▼
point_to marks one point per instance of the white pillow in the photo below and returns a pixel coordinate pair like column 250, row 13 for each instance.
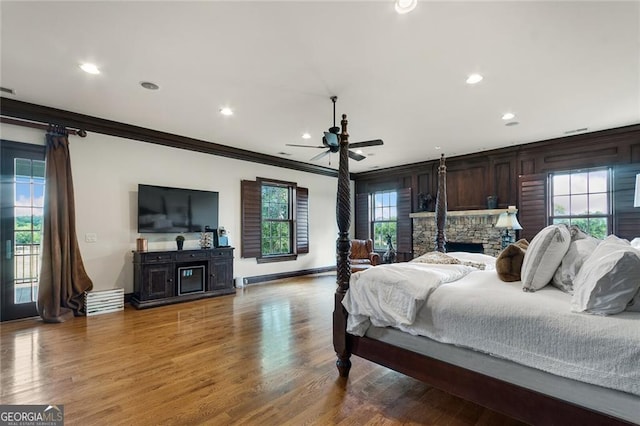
column 579, row 251
column 608, row 280
column 543, row 256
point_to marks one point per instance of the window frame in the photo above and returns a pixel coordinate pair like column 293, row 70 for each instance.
column 291, row 193
column 553, row 218
column 251, row 218
column 373, row 222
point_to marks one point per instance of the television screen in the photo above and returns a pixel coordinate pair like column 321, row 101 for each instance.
column 164, row 209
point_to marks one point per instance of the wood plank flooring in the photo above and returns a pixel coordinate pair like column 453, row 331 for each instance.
column 261, row 357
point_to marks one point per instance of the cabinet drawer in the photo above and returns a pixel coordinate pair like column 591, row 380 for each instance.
column 156, row 257
column 192, row 255
column 221, row 253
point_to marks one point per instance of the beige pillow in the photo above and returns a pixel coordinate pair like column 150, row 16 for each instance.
column 509, row 262
column 543, row 256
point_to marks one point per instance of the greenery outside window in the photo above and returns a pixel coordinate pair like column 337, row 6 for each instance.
column 582, row 198
column 277, row 221
column 385, row 218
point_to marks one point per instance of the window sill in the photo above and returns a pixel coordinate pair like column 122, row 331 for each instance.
column 277, row 258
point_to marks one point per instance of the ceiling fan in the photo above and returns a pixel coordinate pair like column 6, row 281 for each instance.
column 331, row 141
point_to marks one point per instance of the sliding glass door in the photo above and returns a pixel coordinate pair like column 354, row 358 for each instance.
column 21, row 201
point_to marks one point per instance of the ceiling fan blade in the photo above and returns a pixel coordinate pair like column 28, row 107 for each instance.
column 319, row 156
column 330, row 138
column 374, row 142
column 355, row 156
column 304, row 146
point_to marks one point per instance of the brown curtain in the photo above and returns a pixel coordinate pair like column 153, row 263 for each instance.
column 63, row 279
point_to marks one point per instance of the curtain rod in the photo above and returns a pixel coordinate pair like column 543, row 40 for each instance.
column 37, row 125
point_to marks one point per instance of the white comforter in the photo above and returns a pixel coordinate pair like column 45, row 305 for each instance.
column 391, row 295
column 537, row 329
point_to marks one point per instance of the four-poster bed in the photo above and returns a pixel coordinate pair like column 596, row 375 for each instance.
column 522, row 392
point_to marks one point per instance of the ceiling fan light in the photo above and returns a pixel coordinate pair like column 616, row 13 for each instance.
column 405, row 6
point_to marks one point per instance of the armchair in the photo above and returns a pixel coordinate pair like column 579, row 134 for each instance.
column 362, row 255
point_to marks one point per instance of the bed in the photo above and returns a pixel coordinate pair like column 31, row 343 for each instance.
column 550, row 385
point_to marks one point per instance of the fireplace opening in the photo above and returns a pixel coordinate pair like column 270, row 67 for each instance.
column 452, row 246
column 191, row 279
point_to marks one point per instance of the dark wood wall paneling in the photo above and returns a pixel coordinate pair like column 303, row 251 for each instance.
column 471, row 178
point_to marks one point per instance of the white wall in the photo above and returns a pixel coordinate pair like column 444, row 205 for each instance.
column 106, row 173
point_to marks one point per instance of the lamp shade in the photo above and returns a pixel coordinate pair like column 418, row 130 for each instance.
column 509, row 221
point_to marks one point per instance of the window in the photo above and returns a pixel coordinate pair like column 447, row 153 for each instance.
column 385, row 218
column 582, row 198
column 275, row 220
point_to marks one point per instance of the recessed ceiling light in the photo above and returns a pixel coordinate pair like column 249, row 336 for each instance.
column 474, row 78
column 90, row 68
column 405, row 6
column 149, row 85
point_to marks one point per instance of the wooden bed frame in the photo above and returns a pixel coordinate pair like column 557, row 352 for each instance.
column 510, row 399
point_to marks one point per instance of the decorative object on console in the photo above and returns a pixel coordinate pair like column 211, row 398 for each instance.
column 180, row 242
column 141, row 244
column 492, row 202
column 636, row 201
column 223, row 238
column 206, row 239
column 508, row 220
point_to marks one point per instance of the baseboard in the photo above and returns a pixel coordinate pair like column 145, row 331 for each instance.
column 271, row 277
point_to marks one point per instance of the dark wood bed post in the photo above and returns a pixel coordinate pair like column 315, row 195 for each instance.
column 341, row 343
column 441, row 206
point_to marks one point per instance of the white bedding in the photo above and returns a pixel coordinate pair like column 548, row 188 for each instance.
column 390, row 295
column 538, row 329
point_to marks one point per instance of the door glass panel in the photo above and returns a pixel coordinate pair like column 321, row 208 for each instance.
column 27, row 208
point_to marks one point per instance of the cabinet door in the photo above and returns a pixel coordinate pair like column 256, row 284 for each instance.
column 157, row 281
column 221, row 274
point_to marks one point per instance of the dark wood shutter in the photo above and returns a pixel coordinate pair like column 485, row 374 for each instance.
column 532, row 206
column 302, row 220
column 363, row 221
column 404, row 223
column 251, row 197
column 626, row 218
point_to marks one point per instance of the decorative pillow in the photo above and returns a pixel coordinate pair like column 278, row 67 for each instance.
column 543, row 256
column 581, row 247
column 442, row 258
column 608, row 280
column 489, row 262
column 509, row 262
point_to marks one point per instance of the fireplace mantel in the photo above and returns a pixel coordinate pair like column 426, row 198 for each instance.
column 463, row 226
column 485, row 212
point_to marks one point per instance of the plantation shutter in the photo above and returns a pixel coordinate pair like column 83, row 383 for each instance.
column 626, row 218
column 404, row 222
column 302, row 220
column 532, row 208
column 362, row 217
column 251, row 197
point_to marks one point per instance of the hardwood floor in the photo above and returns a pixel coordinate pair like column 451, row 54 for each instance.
column 263, row 356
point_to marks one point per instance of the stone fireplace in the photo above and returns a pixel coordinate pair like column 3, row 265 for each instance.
column 466, row 227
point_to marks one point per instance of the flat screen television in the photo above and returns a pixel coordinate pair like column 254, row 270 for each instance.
column 165, row 209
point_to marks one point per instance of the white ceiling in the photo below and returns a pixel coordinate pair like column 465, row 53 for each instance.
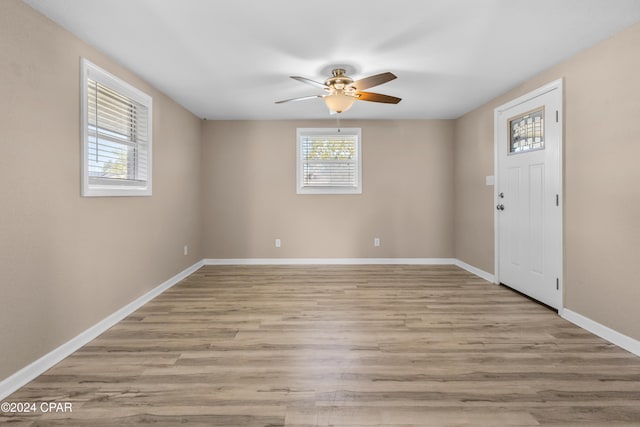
column 232, row 59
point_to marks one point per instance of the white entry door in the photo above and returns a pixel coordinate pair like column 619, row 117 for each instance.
column 529, row 194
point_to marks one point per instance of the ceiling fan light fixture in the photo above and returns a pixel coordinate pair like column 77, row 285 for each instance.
column 339, row 102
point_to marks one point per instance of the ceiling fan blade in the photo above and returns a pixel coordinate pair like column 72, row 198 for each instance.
column 310, row 82
column 377, row 97
column 302, row 98
column 372, row 81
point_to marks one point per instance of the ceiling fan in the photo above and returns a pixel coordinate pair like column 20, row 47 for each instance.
column 342, row 91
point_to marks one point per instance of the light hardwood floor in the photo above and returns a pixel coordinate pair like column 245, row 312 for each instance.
column 341, row 346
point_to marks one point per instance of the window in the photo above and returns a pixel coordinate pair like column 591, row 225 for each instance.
column 116, row 136
column 329, row 161
column 526, row 132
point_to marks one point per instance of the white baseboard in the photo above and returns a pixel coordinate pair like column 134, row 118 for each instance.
column 30, row 372
column 328, row 261
column 614, row 337
column 473, row 270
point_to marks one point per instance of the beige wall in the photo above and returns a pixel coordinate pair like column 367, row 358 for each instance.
column 66, row 262
column 601, row 181
column 407, row 201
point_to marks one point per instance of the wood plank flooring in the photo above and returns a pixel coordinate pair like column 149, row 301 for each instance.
column 304, row 346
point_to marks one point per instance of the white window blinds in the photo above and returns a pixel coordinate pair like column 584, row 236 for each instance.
column 117, row 136
column 329, row 161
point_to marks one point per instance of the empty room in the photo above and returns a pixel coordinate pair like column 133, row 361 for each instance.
column 283, row 213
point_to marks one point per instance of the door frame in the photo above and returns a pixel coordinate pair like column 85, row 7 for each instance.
column 556, row 85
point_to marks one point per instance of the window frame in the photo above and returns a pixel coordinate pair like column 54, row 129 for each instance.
column 301, row 133
column 105, row 189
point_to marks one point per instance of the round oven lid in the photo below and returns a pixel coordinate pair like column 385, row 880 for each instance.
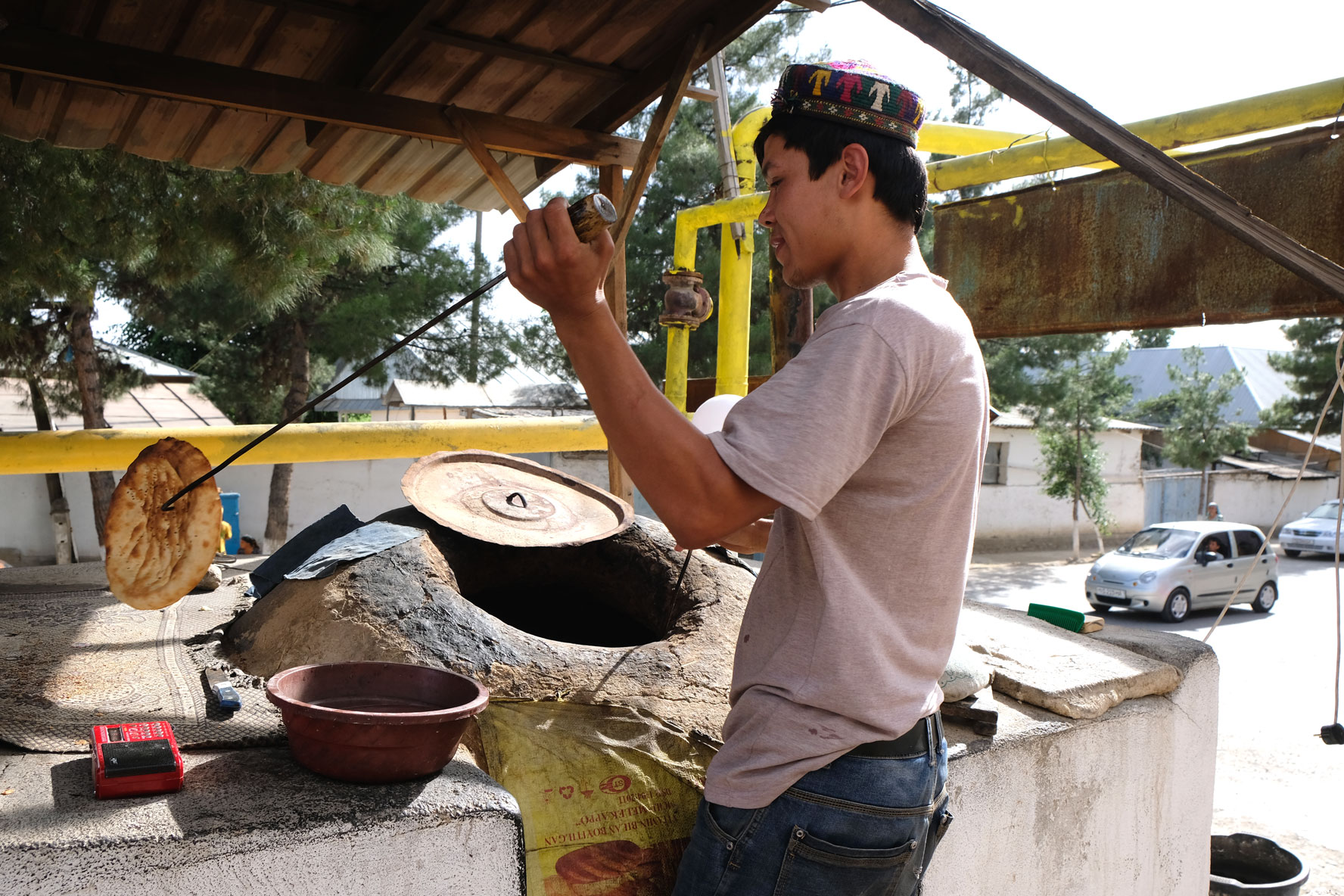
column 509, row 500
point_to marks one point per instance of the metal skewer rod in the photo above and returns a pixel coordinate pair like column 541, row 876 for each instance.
column 590, row 216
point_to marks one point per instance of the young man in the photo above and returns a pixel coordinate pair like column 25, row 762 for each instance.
column 869, row 450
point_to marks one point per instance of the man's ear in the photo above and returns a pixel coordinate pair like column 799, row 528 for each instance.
column 854, row 170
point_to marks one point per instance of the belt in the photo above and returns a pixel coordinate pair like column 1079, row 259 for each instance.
column 913, row 743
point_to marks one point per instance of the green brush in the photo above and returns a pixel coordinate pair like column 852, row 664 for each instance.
column 1061, row 617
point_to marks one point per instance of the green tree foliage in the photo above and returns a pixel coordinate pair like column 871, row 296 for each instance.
column 1025, row 371
column 1084, row 394
column 1198, row 434
column 246, row 269
column 686, row 176
column 1311, row 367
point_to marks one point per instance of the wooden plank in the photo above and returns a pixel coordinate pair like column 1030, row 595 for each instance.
column 487, row 161
column 996, row 66
column 611, row 185
column 978, row 711
column 1062, row 258
column 393, row 36
column 524, row 54
column 659, row 128
column 126, row 69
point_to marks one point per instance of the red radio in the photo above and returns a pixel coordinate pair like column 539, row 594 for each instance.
column 135, row 759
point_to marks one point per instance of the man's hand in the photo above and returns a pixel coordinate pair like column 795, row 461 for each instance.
column 552, row 269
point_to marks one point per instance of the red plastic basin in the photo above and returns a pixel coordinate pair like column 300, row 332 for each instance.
column 374, row 722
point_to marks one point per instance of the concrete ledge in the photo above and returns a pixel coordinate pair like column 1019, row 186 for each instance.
column 1109, row 806
column 252, row 821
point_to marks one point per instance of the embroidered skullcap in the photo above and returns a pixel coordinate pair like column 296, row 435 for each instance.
column 851, row 92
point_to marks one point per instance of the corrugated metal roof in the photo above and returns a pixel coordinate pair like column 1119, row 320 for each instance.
column 1013, row 421
column 1146, row 369
column 351, row 92
column 152, row 367
column 1274, row 469
column 1330, row 441
column 156, row 405
column 518, row 386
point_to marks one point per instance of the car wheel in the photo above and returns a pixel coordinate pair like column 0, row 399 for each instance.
column 1178, row 606
column 1265, row 598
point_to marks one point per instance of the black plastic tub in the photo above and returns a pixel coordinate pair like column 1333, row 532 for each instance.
column 1250, row 864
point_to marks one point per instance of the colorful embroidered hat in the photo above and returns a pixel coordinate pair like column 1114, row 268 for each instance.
column 852, row 93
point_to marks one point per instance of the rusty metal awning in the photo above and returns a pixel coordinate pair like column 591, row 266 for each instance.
column 1108, row 251
column 353, row 92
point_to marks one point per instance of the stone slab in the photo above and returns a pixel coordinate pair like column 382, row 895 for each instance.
column 253, row 821
column 1073, row 674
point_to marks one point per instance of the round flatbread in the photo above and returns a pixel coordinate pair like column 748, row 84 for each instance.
column 156, row 556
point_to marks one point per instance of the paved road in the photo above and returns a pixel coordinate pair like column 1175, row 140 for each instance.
column 1276, row 691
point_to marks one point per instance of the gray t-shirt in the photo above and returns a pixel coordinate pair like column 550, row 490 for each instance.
column 873, row 441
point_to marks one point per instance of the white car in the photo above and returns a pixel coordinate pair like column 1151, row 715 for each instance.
column 1178, row 567
column 1314, row 532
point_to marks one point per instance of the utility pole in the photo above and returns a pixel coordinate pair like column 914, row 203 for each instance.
column 729, row 185
column 474, row 359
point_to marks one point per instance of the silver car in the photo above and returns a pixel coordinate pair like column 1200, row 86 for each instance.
column 1178, row 567
column 1314, row 532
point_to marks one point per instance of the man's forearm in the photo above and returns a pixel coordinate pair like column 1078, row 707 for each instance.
column 675, row 465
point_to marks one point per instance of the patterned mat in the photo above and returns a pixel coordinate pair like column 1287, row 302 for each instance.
column 74, row 660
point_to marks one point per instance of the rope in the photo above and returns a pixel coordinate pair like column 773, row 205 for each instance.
column 1339, row 519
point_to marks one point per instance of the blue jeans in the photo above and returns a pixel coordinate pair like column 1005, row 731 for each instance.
column 855, row 828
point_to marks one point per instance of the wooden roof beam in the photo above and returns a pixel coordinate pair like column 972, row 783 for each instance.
column 119, row 67
column 391, row 36
column 618, row 107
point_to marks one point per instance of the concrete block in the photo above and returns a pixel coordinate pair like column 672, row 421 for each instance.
column 1109, row 806
column 252, row 821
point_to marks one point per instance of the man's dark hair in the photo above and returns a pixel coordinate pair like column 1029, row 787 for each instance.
column 901, row 182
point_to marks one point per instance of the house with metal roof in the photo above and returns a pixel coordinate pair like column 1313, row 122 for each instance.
column 166, row 400
column 516, row 391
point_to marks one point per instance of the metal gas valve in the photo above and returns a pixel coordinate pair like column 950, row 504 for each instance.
column 686, row 303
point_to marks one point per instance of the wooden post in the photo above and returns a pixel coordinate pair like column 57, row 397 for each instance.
column 611, row 185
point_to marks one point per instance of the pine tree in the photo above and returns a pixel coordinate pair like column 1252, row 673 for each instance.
column 1198, row 434
column 1084, row 393
column 1311, row 367
column 261, row 364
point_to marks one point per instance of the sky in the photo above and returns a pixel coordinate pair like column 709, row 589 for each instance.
column 1136, row 61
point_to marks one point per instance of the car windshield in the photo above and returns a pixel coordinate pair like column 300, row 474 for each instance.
column 1160, row 543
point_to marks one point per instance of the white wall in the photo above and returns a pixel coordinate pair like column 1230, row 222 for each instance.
column 1115, row 806
column 369, row 488
column 1019, row 511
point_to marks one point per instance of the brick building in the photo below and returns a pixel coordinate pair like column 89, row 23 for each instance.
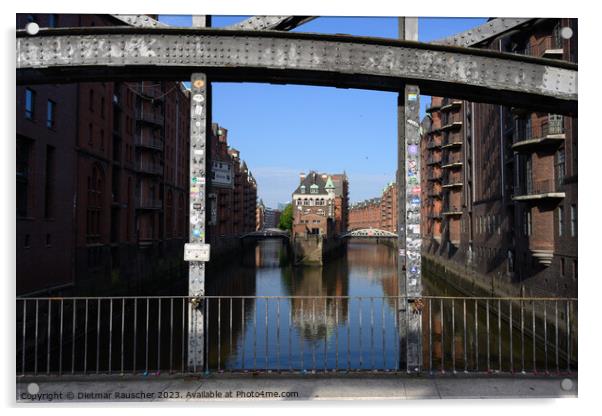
column 232, row 193
column 101, row 178
column 500, row 183
column 271, row 218
column 320, row 204
column 260, row 216
column 102, row 181
column 378, row 213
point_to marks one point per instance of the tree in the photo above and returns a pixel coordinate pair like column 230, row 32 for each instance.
column 286, row 218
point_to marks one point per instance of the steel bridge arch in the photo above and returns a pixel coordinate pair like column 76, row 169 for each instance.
column 107, row 53
column 369, row 232
column 266, row 234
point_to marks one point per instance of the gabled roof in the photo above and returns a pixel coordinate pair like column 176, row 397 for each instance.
column 313, row 180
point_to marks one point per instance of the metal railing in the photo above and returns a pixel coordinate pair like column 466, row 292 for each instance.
column 149, row 335
column 451, row 159
column 547, row 186
column 149, row 203
column 543, row 129
column 433, row 143
column 539, row 48
column 149, row 116
column 149, row 167
column 434, row 175
column 434, row 160
column 150, row 142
▲
EXERCISE DETAILS
Please rewrite the data above as a numbered list, from the line with "point_to marks one point per instance of the rusty" through the line with "column 675, row 465", including both of those lines and leaving out any blank lines.

REPLY TO THE EXERCISE
1. point_to marks one point per instance of the rusty metal awning in the photo above and returns a pixel coordinate pair like column 591, row 266 for each instance.
2. column 1108, row 251
3. column 353, row 92
4. point_to marks one point per instance of the stone slab in the photo above and returns a pixel coordinate pair like column 382, row 895 for each instance.
5. column 253, row 821
6. column 1073, row 674
7. point_to marks one point per instance of the round flatbread in the photo above and returns a pixel coordinate pair like column 748, row 84 for each instance.
8. column 156, row 556
9. point_to marks one point per instance of the paved road in the photo above and returns a pixel coordinate pair like column 1175, row 140 for each instance.
10. column 1276, row 691
11. point_to marks one point per instance of the gray t-shirt in the photo above and returns a pixel coordinate pair like column 550, row 490 for each instance.
12. column 873, row 441
13. point_to marks one point per instance of the white car in the photo above and returns a pixel coordinate pair like column 1151, row 715 for each instance.
14. column 1178, row 567
15. column 1314, row 532
16. point_to marks one point per instance of the utility pole in the photo above and returns a pixel coordinate pair like column 914, row 203 for each instance.
17. column 729, row 185
18. column 474, row 359
19. point_to marks one point per instance of the silver car in the photo above and returns a pixel coordinate pair like column 1200, row 86 for each instance.
20. column 1178, row 567
21. column 1314, row 532
22. point_to marks one point per instance of the man's forearm in the photo above and returns a pixel coordinate pair like column 1078, row 707 for each instance.
23. column 675, row 465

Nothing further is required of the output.